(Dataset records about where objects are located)
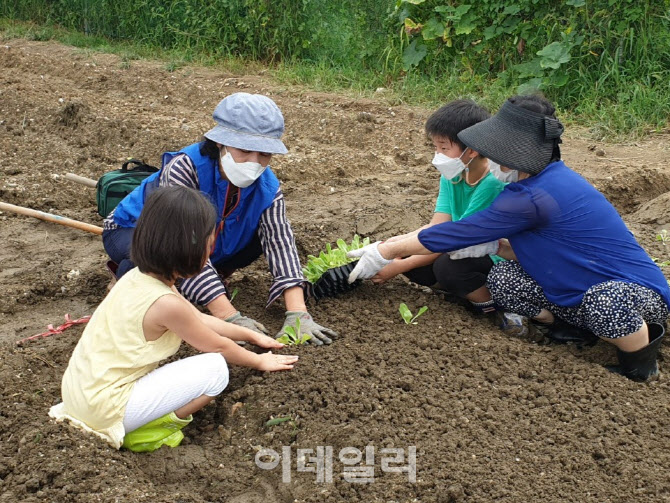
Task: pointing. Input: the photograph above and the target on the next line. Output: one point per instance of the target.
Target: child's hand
(270, 362)
(264, 341)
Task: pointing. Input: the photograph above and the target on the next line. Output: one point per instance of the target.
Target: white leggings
(172, 386)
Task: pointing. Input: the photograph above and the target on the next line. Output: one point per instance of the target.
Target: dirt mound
(491, 418)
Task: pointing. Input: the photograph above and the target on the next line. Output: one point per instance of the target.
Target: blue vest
(240, 226)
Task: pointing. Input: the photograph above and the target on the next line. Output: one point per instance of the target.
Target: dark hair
(209, 148)
(172, 233)
(452, 118)
(541, 105)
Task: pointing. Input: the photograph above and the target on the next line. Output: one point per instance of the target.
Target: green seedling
(331, 258)
(407, 314)
(292, 335)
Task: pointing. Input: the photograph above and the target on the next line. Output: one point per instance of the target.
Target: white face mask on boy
(240, 174)
(449, 167)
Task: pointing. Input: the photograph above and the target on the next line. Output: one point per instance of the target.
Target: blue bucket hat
(248, 122)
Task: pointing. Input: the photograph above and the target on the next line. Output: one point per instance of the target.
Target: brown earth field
(492, 418)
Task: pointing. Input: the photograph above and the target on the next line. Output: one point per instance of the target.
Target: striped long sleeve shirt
(274, 231)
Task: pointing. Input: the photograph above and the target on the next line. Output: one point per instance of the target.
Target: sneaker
(514, 325)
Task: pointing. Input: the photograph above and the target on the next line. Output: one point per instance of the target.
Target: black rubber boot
(640, 365)
(560, 332)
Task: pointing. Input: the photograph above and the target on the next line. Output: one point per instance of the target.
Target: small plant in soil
(331, 258)
(407, 314)
(292, 335)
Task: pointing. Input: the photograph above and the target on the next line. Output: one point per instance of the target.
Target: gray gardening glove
(320, 335)
(482, 250)
(243, 321)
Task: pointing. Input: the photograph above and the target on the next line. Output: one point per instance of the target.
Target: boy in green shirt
(466, 187)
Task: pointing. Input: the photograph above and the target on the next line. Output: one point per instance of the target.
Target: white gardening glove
(490, 248)
(370, 263)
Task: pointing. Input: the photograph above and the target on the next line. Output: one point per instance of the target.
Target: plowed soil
(492, 418)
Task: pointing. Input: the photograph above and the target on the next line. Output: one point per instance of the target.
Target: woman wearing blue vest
(230, 165)
(575, 263)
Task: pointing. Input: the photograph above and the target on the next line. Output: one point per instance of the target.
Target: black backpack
(112, 187)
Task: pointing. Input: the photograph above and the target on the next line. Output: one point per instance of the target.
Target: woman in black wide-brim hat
(576, 270)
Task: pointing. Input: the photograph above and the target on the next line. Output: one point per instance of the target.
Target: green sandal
(165, 430)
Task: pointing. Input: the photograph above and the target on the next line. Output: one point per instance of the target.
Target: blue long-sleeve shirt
(564, 232)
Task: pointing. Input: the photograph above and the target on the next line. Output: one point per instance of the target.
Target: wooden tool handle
(49, 217)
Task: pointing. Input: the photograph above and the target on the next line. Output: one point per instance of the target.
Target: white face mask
(240, 174)
(510, 176)
(449, 167)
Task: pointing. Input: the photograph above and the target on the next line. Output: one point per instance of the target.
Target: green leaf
(277, 420)
(413, 54)
(529, 69)
(405, 313)
(558, 79)
(491, 32)
(554, 55)
(466, 25)
(530, 86)
(434, 28)
(421, 311)
(461, 10)
(512, 10)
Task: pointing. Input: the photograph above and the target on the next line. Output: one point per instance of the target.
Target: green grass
(642, 109)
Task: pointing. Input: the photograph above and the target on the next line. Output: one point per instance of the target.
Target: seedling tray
(334, 282)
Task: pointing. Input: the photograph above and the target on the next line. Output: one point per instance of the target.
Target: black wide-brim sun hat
(515, 138)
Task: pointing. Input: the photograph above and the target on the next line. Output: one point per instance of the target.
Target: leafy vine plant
(494, 35)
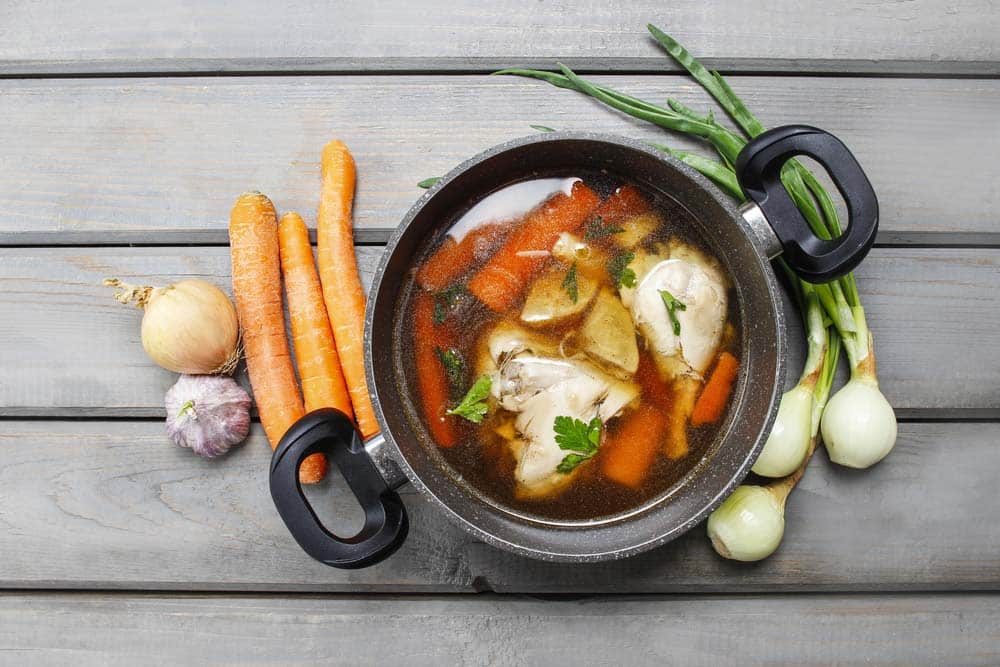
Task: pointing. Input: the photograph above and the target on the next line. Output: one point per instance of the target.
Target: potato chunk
(549, 302)
(608, 335)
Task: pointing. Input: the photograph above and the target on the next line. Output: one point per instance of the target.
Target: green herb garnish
(578, 437)
(619, 271)
(473, 407)
(454, 367)
(569, 284)
(596, 229)
(673, 305)
(445, 300)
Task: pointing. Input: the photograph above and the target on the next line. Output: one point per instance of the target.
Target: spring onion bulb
(788, 444)
(859, 424)
(750, 524)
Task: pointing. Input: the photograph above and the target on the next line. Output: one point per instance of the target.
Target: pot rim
(396, 455)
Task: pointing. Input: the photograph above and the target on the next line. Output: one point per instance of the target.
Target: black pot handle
(332, 432)
(758, 168)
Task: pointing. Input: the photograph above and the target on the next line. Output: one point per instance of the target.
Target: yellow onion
(189, 327)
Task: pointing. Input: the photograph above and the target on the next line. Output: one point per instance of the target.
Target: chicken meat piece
(531, 380)
(685, 273)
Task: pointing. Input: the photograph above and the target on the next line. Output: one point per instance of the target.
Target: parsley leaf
(619, 271)
(596, 229)
(570, 462)
(445, 300)
(673, 305)
(569, 284)
(454, 367)
(473, 407)
(579, 437)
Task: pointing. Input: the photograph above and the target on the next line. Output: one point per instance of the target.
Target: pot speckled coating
(756, 395)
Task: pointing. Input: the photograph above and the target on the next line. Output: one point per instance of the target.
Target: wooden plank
(781, 35)
(68, 349)
(92, 504)
(153, 161)
(843, 630)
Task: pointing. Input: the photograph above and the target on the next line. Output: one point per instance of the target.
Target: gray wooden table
(126, 131)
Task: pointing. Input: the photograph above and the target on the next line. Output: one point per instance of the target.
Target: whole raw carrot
(502, 281)
(432, 377)
(629, 452)
(712, 402)
(338, 272)
(316, 356)
(253, 240)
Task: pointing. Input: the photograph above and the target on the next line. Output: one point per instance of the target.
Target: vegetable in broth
(582, 317)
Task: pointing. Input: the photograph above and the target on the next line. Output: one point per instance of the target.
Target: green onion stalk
(859, 428)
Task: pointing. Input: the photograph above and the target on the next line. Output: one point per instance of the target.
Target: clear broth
(481, 457)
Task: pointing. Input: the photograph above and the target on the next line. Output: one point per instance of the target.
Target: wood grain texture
(92, 504)
(68, 349)
(843, 630)
(180, 35)
(95, 161)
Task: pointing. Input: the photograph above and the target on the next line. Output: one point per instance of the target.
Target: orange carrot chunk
(623, 203)
(628, 453)
(502, 281)
(432, 378)
(338, 272)
(712, 402)
(455, 258)
(316, 355)
(253, 240)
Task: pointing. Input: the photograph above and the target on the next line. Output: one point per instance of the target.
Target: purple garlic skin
(207, 413)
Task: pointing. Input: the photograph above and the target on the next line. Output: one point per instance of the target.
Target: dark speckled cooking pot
(743, 239)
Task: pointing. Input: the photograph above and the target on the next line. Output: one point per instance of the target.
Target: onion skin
(859, 425)
(788, 444)
(749, 525)
(189, 327)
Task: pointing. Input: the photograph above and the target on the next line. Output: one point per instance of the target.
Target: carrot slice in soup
(712, 402)
(432, 378)
(455, 258)
(502, 281)
(628, 453)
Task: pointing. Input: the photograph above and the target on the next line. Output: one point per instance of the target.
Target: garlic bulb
(208, 413)
(188, 327)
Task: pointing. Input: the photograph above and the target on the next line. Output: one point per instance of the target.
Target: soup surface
(573, 344)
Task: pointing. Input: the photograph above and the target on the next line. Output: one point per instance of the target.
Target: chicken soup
(573, 345)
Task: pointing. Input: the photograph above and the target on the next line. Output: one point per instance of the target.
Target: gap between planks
(237, 67)
(380, 236)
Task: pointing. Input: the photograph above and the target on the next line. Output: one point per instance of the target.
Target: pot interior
(726, 460)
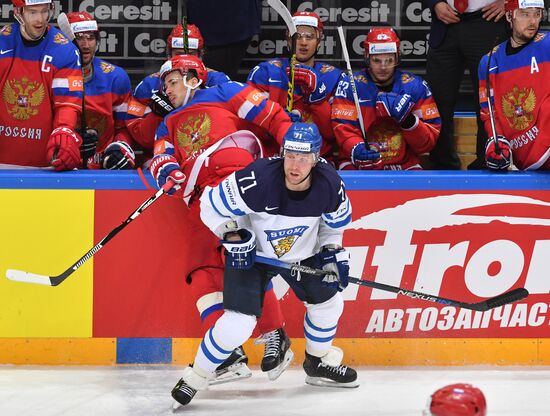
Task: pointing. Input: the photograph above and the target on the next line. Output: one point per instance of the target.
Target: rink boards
(465, 236)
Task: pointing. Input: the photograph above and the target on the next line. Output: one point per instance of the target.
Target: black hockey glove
(89, 142)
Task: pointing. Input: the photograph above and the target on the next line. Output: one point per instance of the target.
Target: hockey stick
(499, 300)
(489, 104)
(184, 27)
(280, 8)
(26, 277)
(352, 83)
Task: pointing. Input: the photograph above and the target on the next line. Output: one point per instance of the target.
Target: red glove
(63, 149)
(500, 159)
(365, 158)
(165, 167)
(305, 77)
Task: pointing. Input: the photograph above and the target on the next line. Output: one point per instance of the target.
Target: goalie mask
(457, 400)
(194, 38)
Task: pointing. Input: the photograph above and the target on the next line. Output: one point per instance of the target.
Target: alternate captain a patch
(283, 240)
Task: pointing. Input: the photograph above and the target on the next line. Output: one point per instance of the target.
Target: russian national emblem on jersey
(276, 62)
(59, 38)
(6, 30)
(106, 67)
(326, 68)
(406, 78)
(23, 97)
(388, 138)
(518, 106)
(283, 240)
(361, 78)
(194, 132)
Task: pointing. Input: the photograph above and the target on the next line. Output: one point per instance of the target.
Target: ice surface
(145, 390)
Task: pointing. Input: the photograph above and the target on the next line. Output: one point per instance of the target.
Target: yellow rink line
(58, 351)
(403, 352)
(384, 352)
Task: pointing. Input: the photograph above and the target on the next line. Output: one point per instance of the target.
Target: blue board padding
(354, 180)
(144, 350)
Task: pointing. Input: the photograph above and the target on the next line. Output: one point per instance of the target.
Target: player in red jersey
(107, 90)
(518, 71)
(400, 117)
(198, 144)
(41, 85)
(149, 104)
(315, 82)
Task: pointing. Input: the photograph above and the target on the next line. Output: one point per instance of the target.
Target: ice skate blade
(176, 406)
(325, 382)
(233, 373)
(277, 371)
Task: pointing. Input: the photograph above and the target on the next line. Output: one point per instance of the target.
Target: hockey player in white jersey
(293, 208)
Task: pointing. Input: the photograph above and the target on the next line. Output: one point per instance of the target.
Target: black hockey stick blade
(499, 300)
(26, 277)
(505, 298)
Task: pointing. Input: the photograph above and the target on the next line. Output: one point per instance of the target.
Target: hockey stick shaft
(26, 277)
(352, 82)
(65, 27)
(281, 9)
(502, 299)
(489, 103)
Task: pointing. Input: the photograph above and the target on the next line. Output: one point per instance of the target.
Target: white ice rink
(144, 391)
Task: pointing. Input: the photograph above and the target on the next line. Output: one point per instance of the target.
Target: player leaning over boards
(292, 208)
(149, 104)
(197, 145)
(400, 116)
(41, 84)
(107, 90)
(315, 82)
(518, 75)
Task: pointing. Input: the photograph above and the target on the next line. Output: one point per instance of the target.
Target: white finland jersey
(290, 226)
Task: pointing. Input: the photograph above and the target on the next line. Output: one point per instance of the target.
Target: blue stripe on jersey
(226, 204)
(339, 224)
(220, 349)
(210, 310)
(210, 194)
(208, 355)
(317, 328)
(318, 339)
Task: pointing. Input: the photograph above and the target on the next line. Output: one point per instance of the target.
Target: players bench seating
(465, 139)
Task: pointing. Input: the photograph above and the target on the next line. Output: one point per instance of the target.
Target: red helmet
(82, 22)
(23, 3)
(194, 37)
(381, 40)
(308, 19)
(458, 400)
(184, 64)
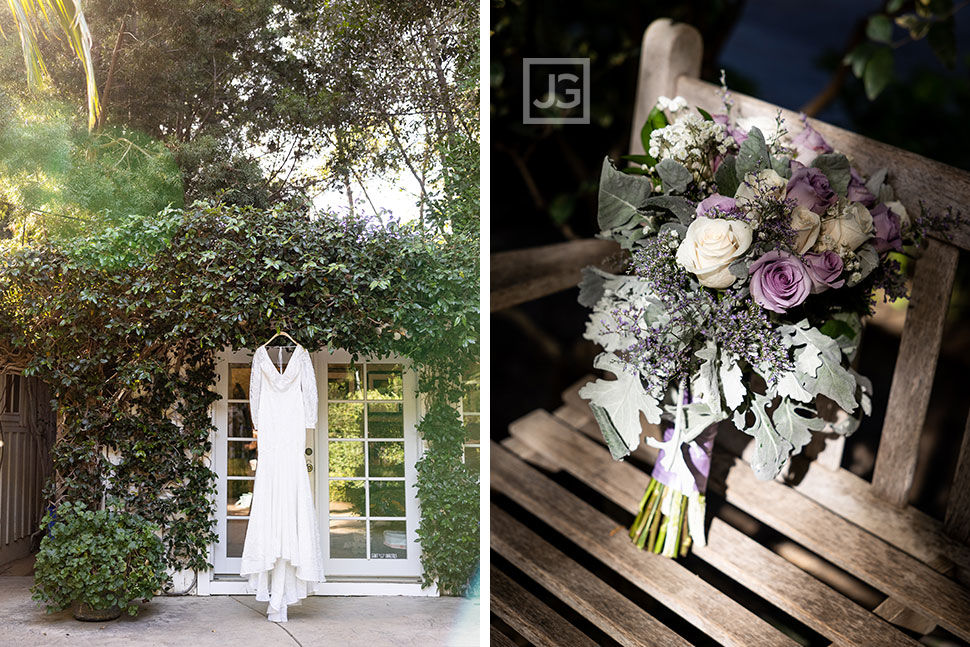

### [EXERCISE TASK]
Count the lines in the rows above that contain the string "shirt", and reply with only that number.

### [ANSWER FOR THIS EXERCISE]
3